> **Extracted text**
#####

Information forwarded to guix-patches <at> gnu.org:
bug#54723; Package guix-patches. (Sat, 09 Apr 2022 21:32:01 GMT) Full text and rfc822 format available.

Message #17 received at 54723 <at> debbugs.gnu.org (full text, mbox):

From: Guillaume Le Vaillant <glv <at> posteo.net>
To: Ludovic Courtès <ludo <at> gnu.org>
Cc: 54723 <at> debbugs.gnu.org
Subject: Re: bug#54723: [PATCH] Check URI when verifying narinfo validity.
Date: Sat, 09 Apr 2022 21:06:44 +0000
[Message part 1 (text/plain, inline)]
Ludovic Courtès <ludo <at> gnu.org> skribis:

> Hi,
>
> Guillaume Le Vaillant <glv <at> posteo.net> skribis:
>
>> However for one of them it looks like the guix-publish server got stuck
>> on the request for several minutes (the second attempt worked):
>>
>> wget http://192.168.0.22:8080/184b50qkcrkchc6dpwwcd7ypqb5yvrm3.narinfo
>> --2022-04-05 19:33:56--  http://192.168.0.22:8080/184b50qkcrkchc6dpwwcd7ypqb5yvrm3.narinfo
>> Connexion à 192.168.0.22:8080… connecté.
>> requête HTTP transmise, en attente de la réponse… Erreur de lecture (Connexion ré-initialisée par le correspondant) dans les en-têtes.
>> Nouvel essai.
>>
>> --2022-04-05 19:36:40--  (essai :  2)  http://192.168.0.22:8080/184b50qkcrkchc6dpwwcd7ypqb5yvrm3.narinfo
>> Connexion à 192.168.0.22:8080… connecté.
>> requête HTTP transmise, en attente de la réponse… 200 OK
>> Taille : 7428 (7,3K) [application/x-nix-narinfo]
>> Sauvegarde en : « 184b50qkcrkchc6dpwwcd7ypqb5yvrm3.narinfo »
>>
>> 184b50qkcrkchc6dpwwcd7ypqb5yvrm3.narinfo
>> 100%[=====================================================================================================>]
>> 7,25K --.-KB/s ds 0,02s
>>
>> 2022-04-05 19:36:40 (391 KB/s) — « 184b50qkcrkchc6dpwwcd7ypqb5yvrm3.narinfo » sauvegardé [7428/7428]
>>
>> Could that be the cause of the issue?

#####

> **Objective 1**
Copy out every line of the records below that contains the string "lake". Matching is case-sensitive.

#####

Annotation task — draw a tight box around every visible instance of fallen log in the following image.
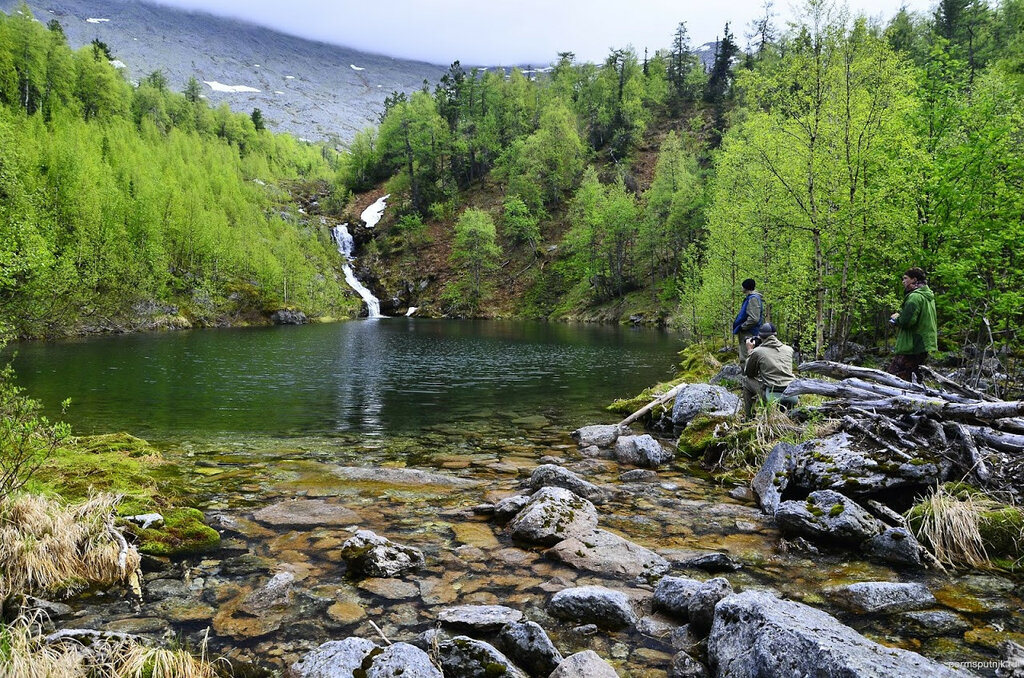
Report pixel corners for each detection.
[921,365,998,401]
[950,424,992,483]
[798,361,923,391]
[966,425,1024,455]
[618,384,688,429]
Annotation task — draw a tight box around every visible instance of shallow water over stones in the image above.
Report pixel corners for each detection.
[61,422,1024,677]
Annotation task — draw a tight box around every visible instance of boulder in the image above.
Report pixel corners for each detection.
[708,591,974,678]
[253,499,362,527]
[824,582,936,615]
[618,468,657,482]
[529,464,607,504]
[672,384,739,428]
[860,527,921,567]
[437,605,522,633]
[893,609,971,638]
[751,442,799,515]
[686,577,732,635]
[341,529,423,577]
[570,424,620,448]
[548,649,618,678]
[434,636,527,678]
[672,551,742,573]
[368,642,444,678]
[288,637,378,678]
[548,586,638,629]
[508,488,597,545]
[498,622,562,676]
[775,490,886,546]
[669,652,708,678]
[615,433,673,468]
[495,495,530,524]
[654,577,702,621]
[545,529,671,579]
[791,432,948,499]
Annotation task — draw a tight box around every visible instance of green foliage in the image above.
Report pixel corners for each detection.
[0,366,71,497]
[0,8,356,336]
[444,208,501,314]
[698,10,920,354]
[502,196,541,249]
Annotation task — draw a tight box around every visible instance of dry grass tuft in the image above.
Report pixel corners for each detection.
[0,613,222,678]
[0,495,139,598]
[114,643,218,678]
[0,617,86,678]
[916,485,995,567]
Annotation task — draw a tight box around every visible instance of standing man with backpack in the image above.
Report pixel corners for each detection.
[732,278,765,370]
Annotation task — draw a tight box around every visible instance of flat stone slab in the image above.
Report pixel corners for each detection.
[437,605,522,631]
[545,529,672,577]
[708,591,974,678]
[331,466,480,488]
[824,582,938,615]
[253,499,362,527]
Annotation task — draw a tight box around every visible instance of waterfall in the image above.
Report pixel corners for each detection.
[331,223,384,317]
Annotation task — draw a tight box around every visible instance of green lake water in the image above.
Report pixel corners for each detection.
[8,319,681,442]
[9,319,1024,678]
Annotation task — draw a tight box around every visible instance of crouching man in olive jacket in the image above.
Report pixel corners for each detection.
[741,323,796,419]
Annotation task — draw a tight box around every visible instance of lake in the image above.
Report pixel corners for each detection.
[13,319,681,442]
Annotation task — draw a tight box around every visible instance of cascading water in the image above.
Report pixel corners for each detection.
[331,223,384,317]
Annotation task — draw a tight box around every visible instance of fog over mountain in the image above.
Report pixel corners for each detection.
[0,0,447,143]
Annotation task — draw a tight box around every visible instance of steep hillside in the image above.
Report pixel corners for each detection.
[0,0,446,143]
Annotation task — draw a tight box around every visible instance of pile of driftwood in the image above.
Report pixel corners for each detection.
[785,361,1024,499]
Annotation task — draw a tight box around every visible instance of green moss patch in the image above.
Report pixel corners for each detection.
[605,378,689,418]
[128,508,220,556]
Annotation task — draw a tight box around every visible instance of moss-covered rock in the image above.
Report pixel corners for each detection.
[127,508,220,556]
[605,378,689,419]
[678,415,755,459]
[676,344,722,384]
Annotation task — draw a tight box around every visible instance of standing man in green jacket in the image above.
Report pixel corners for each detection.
[887,267,938,381]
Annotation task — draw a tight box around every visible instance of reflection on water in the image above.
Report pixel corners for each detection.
[6,317,679,441]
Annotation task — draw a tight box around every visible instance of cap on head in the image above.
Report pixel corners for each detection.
[903,266,928,283]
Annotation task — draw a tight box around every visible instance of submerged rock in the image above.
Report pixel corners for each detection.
[545,529,671,578]
[436,636,527,678]
[751,442,799,515]
[824,582,937,615]
[548,649,618,678]
[654,577,702,621]
[672,384,739,428]
[791,433,948,499]
[437,605,522,633]
[529,464,607,504]
[615,434,674,468]
[548,586,639,629]
[509,488,597,544]
[253,499,362,527]
[775,490,885,546]
[288,637,379,678]
[708,591,973,678]
[861,527,921,567]
[364,642,444,678]
[498,622,562,676]
[570,424,621,448]
[341,529,423,577]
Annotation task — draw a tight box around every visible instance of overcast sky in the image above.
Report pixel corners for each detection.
[148,0,935,66]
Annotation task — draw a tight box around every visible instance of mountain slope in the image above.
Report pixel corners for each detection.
[0,0,447,143]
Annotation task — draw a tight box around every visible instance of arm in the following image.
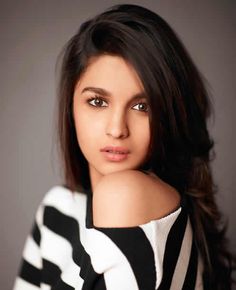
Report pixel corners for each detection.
[13,205,43,290]
[93,170,180,227]
[88,170,179,290]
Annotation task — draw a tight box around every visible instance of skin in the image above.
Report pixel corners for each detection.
[73,55,179,227]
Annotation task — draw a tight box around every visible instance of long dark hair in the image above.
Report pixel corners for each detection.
[58,5,233,290]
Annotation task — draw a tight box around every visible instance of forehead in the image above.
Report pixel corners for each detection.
[76,55,143,93]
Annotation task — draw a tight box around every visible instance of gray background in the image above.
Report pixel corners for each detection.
[0,0,236,289]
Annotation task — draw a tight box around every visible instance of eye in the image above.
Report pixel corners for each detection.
[132,103,148,112]
[88,97,108,107]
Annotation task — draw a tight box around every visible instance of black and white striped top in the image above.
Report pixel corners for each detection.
[14,186,203,290]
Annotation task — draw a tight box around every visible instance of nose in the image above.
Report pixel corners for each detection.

#####

> **Objective 2**
Extend the email about the narinfo patch past its last line.

> **Exercise answer 1**
Annotation task — draw a tight box around every visible instance of green lake water in the image above.
Annotation task — draw a tight box around every visible instance of lake in the image above.

> **Exercise answer 2**
>
> Yes, it could be the issue.  Is there any clue as to why ‘guix publish’
> hung up first?  Something in its log maybe?
>
> Ludo’.

There are 2 errors that occur a lot in the guix-publish log files:

 - "In procedure fport_write: Broken pipe"
    It happens when trying to write to a socket apparently.

 - "In procedure sign: gcrypt: Cannot allocate memory"
    The machine has 64 GiB of RAM, of which at least 50 GiB is free, so
    gcrypt should have enough to make a signature...

Note: full log file with complete error messages in attachment.
[guix-publish.log.gz (application/octet-stream, attachment)]
[signature.asc (application/pgp-signature, inline)]

Information forwarded to guix-patches <at> gnu.org:
bug#54723; Package guix-patches. (Mon, 11 Apr 2022 14:12:02 GMT) Full text and rfc822 format available.

Message #20 received at 54723 <at> debbugs.gnu.org (full text, mbox):

From: Guillaume Le Vaillant <glv <at> posteo.net>
To: Ludovic Courtès <ludo <at> gnu.org>
Cc: 54723 <at> debbugs.gnu.org
Subject: Re: bug#54723: [PATCH] Check URI when verifying narinfo validity.
Date: Mon, 11 Apr 2022 13:31:31 +0000
[Message part 1 (text/plain, inline)]
Guillaume Le Vaillant <glv <at> posteo.net> skribis:

> There are 2 errors that occur a lot in the guix-publish log files:
>
>  - "In procedure fport_write: Broken pipe"
>     It happens when trying to write to a socket apparently.
>
>  - "In procedure sign: gcrypt: Cannot allocate memory"
>     The machine has 64 GiB of RAM, of which at least 50 GiB is free, so
>     gcrypt should have enough to make a signature...

I captured the network traffic between the "guix publish" server and
a "guix upgrade" client to see if the "broken pipe" errors could
come from real networking issues.
According to wireshark the problem doesn't come from there, the TCP
stream didn't have any error.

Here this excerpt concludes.